* _DIRECTIVE_
Render the rows below as a Markdown table with the columns "Number" and "Line", starting at the beginning of the rows and ending at the line that contains "(334, 216), (370, 262)", with both ends included. Omit blank lines and leave the pictures out of the answer.
———
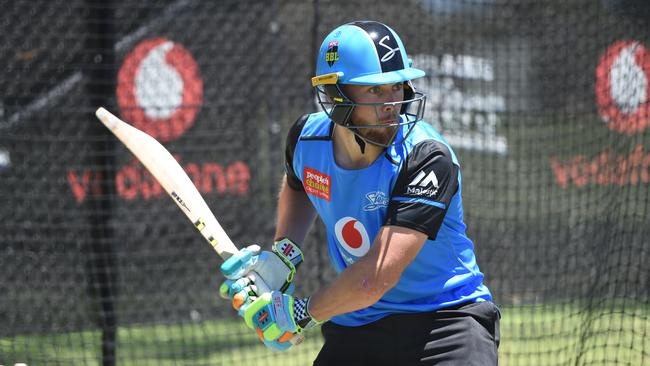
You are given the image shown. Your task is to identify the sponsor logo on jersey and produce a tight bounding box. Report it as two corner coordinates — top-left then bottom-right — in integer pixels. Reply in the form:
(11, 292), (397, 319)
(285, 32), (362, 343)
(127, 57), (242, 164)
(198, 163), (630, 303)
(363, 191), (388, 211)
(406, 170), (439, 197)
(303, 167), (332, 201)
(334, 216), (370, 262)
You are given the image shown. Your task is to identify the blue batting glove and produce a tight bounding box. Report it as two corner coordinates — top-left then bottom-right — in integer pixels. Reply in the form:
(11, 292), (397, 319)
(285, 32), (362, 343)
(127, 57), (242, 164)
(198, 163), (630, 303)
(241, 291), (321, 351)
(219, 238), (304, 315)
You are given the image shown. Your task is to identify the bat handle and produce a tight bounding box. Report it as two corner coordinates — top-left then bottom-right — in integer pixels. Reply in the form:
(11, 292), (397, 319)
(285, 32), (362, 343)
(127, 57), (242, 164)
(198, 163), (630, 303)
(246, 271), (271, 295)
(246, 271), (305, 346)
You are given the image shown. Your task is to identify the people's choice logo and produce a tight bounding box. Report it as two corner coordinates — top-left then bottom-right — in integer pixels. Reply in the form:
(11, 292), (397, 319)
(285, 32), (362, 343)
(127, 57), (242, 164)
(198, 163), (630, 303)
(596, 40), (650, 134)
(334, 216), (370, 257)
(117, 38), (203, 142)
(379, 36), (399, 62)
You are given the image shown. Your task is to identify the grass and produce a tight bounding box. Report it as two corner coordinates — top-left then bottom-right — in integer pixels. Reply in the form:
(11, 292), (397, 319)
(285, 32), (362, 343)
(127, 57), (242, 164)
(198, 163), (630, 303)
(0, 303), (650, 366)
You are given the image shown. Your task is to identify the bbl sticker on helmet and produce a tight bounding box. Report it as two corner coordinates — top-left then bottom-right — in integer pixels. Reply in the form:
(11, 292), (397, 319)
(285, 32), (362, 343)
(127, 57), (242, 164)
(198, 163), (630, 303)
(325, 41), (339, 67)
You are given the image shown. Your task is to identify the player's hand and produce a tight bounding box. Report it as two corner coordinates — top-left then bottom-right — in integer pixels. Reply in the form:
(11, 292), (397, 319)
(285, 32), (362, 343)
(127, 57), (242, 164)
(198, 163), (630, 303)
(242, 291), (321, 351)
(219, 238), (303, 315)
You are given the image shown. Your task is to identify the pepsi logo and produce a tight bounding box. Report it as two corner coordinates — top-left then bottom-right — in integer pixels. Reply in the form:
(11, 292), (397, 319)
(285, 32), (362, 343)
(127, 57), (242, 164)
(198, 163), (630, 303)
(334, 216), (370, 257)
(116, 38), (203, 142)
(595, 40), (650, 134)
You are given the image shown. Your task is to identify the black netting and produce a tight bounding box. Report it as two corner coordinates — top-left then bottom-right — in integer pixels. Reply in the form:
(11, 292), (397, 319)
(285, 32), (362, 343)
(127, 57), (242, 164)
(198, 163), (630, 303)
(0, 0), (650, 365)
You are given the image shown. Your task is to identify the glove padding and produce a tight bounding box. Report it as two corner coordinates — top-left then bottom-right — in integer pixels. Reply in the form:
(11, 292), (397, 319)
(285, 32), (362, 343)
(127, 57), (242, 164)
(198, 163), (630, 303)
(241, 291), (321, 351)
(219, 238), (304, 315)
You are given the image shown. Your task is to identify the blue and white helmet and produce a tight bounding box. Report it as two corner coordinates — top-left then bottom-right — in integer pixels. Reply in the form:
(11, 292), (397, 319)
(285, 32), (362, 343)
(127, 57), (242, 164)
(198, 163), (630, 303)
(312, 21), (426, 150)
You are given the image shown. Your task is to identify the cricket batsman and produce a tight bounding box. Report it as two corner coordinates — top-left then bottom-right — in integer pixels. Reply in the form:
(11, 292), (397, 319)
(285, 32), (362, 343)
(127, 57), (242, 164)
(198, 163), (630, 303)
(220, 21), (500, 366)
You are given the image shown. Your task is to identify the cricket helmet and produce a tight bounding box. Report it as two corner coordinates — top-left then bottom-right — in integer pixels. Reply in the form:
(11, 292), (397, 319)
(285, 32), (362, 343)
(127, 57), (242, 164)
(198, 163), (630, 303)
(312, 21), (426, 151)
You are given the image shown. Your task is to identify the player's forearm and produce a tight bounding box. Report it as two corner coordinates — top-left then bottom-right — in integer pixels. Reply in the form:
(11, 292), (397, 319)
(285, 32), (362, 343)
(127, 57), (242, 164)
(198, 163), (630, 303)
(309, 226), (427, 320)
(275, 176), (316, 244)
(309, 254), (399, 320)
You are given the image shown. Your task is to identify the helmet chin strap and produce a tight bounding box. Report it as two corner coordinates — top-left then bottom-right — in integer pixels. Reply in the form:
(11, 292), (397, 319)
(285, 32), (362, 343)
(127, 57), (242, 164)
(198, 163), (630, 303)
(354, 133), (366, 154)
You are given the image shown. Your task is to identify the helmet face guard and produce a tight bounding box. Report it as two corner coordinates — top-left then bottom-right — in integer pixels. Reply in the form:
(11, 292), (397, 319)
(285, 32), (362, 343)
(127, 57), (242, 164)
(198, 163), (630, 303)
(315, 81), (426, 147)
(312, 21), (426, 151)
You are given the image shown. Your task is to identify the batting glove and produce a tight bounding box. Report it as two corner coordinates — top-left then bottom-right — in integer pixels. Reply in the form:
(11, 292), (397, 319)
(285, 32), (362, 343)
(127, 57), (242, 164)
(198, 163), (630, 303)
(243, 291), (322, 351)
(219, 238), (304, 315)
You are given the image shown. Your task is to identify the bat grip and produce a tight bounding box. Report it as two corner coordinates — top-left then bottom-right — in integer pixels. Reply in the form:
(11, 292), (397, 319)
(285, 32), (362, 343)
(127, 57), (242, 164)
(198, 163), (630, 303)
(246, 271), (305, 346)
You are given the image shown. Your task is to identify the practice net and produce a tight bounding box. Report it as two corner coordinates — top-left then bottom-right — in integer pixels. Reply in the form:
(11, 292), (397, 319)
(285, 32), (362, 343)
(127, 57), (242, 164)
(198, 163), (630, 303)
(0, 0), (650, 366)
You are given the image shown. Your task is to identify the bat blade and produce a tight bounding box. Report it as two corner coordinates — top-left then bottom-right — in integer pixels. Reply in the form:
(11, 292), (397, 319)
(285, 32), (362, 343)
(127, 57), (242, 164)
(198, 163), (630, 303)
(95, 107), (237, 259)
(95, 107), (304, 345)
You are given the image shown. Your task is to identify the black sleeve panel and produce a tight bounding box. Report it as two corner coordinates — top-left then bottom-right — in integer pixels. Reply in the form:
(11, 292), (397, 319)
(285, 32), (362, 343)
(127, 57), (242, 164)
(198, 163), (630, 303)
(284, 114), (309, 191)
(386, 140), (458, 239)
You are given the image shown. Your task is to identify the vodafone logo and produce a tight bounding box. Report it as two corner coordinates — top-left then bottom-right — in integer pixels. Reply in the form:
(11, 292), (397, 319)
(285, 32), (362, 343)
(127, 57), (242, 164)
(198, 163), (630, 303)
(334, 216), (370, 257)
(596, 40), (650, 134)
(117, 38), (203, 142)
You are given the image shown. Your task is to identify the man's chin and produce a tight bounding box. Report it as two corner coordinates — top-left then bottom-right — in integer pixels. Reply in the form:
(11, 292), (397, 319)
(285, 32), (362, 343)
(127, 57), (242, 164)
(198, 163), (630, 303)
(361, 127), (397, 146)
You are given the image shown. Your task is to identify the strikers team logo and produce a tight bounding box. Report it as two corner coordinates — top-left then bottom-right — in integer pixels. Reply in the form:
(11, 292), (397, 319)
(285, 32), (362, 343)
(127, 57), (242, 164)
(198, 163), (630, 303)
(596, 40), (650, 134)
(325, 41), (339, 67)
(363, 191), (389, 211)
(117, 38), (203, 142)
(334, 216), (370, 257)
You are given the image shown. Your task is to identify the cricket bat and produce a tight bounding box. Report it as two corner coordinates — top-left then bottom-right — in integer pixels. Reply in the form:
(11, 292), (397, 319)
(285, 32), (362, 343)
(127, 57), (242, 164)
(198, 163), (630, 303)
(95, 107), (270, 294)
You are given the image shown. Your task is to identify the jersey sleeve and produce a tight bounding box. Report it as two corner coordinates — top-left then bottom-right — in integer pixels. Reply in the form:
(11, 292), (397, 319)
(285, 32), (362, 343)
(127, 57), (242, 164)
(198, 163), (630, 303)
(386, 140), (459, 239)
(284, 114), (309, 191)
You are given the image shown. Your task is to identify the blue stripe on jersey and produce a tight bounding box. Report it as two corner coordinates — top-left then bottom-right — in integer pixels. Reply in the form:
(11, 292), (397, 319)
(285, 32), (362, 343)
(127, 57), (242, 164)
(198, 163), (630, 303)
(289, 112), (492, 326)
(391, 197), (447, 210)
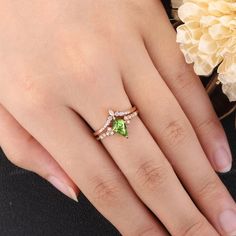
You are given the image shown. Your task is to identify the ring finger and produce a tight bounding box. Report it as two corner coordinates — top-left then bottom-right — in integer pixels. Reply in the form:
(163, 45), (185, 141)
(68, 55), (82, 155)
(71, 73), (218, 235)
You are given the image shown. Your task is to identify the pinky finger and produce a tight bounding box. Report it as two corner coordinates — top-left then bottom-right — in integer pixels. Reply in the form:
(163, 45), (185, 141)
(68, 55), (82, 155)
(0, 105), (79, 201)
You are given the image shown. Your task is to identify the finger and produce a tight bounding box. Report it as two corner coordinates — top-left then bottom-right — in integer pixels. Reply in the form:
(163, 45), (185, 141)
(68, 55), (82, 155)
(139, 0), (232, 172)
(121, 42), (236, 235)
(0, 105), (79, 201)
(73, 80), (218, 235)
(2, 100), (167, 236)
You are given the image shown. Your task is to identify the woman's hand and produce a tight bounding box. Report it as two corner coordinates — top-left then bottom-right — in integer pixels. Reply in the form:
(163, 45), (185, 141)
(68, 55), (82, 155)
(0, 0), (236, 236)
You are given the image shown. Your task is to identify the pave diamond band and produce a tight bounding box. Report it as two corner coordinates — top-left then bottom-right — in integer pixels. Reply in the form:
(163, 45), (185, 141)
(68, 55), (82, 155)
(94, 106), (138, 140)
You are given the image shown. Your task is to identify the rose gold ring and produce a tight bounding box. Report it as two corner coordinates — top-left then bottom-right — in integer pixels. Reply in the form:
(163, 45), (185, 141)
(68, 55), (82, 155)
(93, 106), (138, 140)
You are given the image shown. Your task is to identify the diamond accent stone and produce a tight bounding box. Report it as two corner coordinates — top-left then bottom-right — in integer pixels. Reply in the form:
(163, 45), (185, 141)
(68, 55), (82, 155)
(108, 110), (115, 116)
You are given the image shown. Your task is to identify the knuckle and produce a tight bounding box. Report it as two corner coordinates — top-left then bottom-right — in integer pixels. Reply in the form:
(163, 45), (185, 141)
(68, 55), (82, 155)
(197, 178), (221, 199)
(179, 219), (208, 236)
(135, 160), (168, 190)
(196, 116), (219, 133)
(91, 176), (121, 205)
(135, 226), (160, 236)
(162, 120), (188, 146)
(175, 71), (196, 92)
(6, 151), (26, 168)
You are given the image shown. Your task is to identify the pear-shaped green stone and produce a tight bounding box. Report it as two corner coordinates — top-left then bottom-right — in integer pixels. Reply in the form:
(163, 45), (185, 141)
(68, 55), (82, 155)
———
* _WRITTEN ANSWER_
| Number | Line |
|---|---|
| 1 | You are given the image shown. Your task is to identify the sponsor logo on jersey and produce a tight bounding box. Report it as two corner coordinates — top-left then bottom-right — in integer pixels. Reply in the form: |
| 2 | (11, 292), (397, 319) |
| 3 | (285, 32), (362, 343) |
| 4 | (127, 57), (242, 164) |
| 5 | (198, 163), (630, 303) |
| 6 | (363, 191), (388, 211) |
| 7 | (406, 170), (439, 197) |
| 8 | (303, 167), (332, 201) |
| 9 | (334, 216), (370, 262) |